### [Exercises]
1. According to the flu season article below, what position does Ellyssa Eror hold?
2. Continue the flu season article below from its final sentence.

### [Supplied passage]
☆ ☆ ☆ ☆ ☆ ☆ ☆

Flu season: Prevention and tips for UConn students

Free flu shots, for UConn undergraduate and graduate students, are available from Monday through Friday 8 a.m to 7 p.m and Saturday through Sunday 8 a.m to 3:30 pm. (File/The Daily Campus)

College students are more likely to get sick because they live in close proximity with a large number of people, according to Ellyssa Eror, interim medical director at University of Connecticut Student Health Services.

The 2017-2018 flu season is more intense than any since the 2009 swine flu pandemic according to The New York Times. As of this week, 32 people in Connecticut have died to the flu pandemic. Therefore, UConn students should follow certain prevention tips, like getting a flu shot, to avoid getting sick, Eror said in an email.

“Students live in close quarters which facilitates transmission of the flu virus,” Eror said. “ Yes, [students should] absolutely get a flu shot! Free flu shots are available at Student Health Services on a walk-in basis.”

Maggie Carroll, a fifth semester Spanish and education major, said that she wanted to get a flu shot to avoid missing classes due to her illness.

“I got my flu shot because I didn’t want to getting sick and not being able to go to class,” Carroll said. “I don’t always get a shot but after getting the flu last year and missing the first two weeks of the spring semester I didn’t want to deal with that again.”

In addition to getting a flu shot, students should try to wash their hands as much as possible, avoid rubbing their eyes and stay healthy by eating right, according to Eror.

“I got [the flu] because I tempted my luck by going out without proper clothing,” Karen Sandoval, fifth semester Nutritional sciences major, said. “Wear proper clothing for the weather and try to wash your hands as much as you can. If you do get sick, try to take medication as soon as possible and rest.”

If a student gets sick, they need to remove themselves from others and focus on improving their health, according to Eror.

“Avoid contact with others if you are ill. Self-isolate at home if possible,” Eror said. “If you stay on campus, self-isolate in your room and use hand sanitizer and wear a mask when you need to leave.  Stay out of class and work until you are fever and symptom free for 24 hours without using fever reducing medication.”

☆ ☆ ☆ ☆ ☆ ☆ ☆

### [Provided information]
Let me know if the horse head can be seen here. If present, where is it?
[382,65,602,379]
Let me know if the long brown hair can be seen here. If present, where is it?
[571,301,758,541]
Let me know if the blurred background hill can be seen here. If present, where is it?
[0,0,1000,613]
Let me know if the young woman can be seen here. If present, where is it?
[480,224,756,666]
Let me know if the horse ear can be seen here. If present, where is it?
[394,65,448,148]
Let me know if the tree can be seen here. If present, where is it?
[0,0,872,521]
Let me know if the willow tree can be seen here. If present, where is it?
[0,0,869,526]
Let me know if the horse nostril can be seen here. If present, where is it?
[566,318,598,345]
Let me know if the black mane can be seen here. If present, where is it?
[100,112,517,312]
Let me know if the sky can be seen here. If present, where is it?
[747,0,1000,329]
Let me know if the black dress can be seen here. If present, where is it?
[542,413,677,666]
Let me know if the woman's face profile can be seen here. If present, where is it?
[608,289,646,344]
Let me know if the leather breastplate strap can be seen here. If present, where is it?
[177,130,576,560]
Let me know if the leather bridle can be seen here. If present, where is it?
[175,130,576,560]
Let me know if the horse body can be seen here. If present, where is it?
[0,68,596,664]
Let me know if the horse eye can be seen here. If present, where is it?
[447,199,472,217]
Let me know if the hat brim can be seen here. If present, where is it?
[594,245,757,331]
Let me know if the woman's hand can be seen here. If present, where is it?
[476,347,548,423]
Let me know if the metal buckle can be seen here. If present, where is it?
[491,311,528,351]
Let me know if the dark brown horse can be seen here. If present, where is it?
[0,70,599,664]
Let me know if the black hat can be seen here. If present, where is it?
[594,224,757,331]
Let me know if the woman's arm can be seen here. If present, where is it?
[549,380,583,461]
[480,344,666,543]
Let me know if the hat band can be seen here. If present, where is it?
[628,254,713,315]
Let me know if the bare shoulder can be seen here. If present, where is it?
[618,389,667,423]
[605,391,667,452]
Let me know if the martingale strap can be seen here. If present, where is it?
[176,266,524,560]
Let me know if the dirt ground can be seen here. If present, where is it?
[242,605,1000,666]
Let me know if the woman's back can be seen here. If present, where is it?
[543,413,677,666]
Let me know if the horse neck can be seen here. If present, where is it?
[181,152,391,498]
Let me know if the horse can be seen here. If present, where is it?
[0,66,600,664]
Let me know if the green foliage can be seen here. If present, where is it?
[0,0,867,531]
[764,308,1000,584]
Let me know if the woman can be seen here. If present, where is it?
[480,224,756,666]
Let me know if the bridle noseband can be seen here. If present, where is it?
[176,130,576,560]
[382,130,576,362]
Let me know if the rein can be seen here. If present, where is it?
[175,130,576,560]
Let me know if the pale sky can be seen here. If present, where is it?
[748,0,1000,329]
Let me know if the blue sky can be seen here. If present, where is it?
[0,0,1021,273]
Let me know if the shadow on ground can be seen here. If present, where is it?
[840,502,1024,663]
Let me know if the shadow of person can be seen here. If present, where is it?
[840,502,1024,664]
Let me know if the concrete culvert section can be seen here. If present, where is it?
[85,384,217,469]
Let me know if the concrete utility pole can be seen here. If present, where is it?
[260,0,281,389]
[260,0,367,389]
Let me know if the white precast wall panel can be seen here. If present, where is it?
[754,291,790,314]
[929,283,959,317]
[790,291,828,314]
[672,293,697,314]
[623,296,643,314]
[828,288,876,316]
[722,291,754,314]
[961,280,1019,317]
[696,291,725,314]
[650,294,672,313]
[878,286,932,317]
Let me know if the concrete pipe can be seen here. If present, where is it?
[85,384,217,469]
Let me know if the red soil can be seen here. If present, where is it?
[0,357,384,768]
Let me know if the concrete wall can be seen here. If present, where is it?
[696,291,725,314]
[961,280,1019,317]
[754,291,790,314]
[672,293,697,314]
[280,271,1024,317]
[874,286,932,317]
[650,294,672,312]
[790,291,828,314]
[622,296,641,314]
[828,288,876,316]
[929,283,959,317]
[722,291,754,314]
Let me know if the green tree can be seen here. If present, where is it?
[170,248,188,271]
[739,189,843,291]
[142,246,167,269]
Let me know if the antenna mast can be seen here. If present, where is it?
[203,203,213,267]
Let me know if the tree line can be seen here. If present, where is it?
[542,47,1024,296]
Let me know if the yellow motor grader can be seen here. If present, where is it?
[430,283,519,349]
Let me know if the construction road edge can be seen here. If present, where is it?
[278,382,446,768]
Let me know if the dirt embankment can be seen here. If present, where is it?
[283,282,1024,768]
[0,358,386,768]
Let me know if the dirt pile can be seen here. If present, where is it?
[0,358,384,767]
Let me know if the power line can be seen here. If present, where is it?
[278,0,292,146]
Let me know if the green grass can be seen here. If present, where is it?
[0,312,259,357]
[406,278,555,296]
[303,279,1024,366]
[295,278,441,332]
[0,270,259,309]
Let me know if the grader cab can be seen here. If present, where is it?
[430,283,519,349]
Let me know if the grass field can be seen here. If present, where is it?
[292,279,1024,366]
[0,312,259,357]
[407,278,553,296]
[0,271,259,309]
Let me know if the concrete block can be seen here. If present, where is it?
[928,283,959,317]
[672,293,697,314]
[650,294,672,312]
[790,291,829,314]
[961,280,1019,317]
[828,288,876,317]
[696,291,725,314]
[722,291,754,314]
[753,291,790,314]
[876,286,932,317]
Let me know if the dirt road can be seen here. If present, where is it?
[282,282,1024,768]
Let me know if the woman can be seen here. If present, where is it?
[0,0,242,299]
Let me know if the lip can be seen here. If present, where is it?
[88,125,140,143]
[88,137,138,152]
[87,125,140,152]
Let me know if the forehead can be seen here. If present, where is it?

☆ ☆ ☆ ☆ ☆ ☆ ☆

### [Outputs in order]
1. She is interim medical director at University of Connecticut Student Health Services.

2.
Maxwell Skalskia fifth semester marketing major, said that the easiest thing to do while he was sick was to get more sleep.

“My main goal was getting enough sleep so I could get better quickly,” Skalski said. “Best advice I can give is sleep, stay in your room, drink some soup and play some GTA V.”

It can be increasingly difficult for students to completely remove themselves from their classes and work. However, one needs to figure out a balance, Amanda Blazka, sixth semester Human Development and Family Studies major, said.  

“Being at school while sick stinks particularly because the stresses of schoolwork and life don’t pause because you are down,” Blazka said. “As an out-of-state student, being away from parents also increases the anxiety of being sick.”

Overall, students need to stay aware of flu like symptoms (fever, muscle aches, headache, cough and runny nose) and go to Student Health Services immediately if they feel they have these symptoms to help get better and prevent spreading, Eror said.

“Call us at Student Health Services,” Eror said. “We can help [you get over the flu].”

This past Saturday, Eastern Highlands Health District had a flu clinic at the E.O. Smith High School for students of UConn and citizens of Mansfield. The Student Health Center provides a similar UConn based flu clinic periodically during the school year. Free flu shots, for UConn undergraduate and graduate students, are available from Monday through Friday 8 a.m to 7 p.m and Saturday through Sunday 8 a.m to 3:30 pm.